ABOUT THIS EXERCISE:
Searching the material below, find each line that includes the word "gray", and copy it.

DATA FOR THIS TASK:
━━━
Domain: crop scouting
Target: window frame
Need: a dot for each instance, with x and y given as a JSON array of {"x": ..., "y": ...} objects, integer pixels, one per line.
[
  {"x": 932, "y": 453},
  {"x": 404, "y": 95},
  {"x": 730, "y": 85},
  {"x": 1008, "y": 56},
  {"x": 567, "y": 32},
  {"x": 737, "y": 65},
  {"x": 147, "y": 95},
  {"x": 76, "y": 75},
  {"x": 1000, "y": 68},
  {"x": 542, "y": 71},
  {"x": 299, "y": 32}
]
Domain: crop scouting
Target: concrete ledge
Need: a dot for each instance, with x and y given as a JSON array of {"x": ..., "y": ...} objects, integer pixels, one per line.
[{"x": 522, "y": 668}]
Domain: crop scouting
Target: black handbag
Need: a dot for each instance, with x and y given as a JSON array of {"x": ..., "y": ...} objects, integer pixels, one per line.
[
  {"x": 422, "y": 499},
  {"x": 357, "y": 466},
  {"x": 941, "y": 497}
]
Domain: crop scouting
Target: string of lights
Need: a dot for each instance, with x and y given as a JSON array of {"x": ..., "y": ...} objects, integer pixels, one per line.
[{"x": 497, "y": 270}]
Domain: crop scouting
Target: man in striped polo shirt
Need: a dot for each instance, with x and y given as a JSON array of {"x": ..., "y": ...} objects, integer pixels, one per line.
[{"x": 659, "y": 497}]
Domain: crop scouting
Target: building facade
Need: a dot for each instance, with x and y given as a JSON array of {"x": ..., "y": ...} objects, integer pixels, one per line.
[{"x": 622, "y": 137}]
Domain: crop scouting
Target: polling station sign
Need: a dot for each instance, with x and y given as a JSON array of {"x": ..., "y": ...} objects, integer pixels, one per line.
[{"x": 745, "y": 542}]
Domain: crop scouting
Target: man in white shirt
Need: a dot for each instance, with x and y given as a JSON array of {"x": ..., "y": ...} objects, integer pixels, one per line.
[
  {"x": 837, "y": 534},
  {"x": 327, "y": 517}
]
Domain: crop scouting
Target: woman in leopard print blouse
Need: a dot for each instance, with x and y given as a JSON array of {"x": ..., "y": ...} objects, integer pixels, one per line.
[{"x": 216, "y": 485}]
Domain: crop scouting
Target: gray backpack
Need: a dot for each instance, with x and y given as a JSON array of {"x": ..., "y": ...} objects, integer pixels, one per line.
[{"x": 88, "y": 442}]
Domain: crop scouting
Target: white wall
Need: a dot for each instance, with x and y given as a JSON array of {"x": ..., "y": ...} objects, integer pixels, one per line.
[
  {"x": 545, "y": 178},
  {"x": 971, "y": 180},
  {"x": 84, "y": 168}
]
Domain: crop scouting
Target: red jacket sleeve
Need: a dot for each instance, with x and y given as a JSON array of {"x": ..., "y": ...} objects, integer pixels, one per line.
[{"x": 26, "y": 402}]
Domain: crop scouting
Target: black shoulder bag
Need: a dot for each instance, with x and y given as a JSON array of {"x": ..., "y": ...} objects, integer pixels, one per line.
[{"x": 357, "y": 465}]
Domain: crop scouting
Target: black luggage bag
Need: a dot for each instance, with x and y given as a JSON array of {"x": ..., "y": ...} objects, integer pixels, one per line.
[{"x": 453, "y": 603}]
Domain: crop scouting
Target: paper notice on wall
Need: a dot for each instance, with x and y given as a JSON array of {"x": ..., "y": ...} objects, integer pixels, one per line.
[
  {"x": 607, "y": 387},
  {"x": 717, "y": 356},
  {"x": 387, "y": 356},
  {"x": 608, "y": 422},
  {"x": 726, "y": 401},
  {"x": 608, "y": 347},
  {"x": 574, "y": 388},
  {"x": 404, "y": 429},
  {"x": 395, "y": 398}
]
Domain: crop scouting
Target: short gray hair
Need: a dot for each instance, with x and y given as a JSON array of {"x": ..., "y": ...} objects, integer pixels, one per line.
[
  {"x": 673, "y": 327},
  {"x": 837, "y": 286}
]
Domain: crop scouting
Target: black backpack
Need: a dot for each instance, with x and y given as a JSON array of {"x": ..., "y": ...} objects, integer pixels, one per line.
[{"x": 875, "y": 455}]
━━━
RESULT OF THE TASK:
Target: gray backpack
Target: short gray hair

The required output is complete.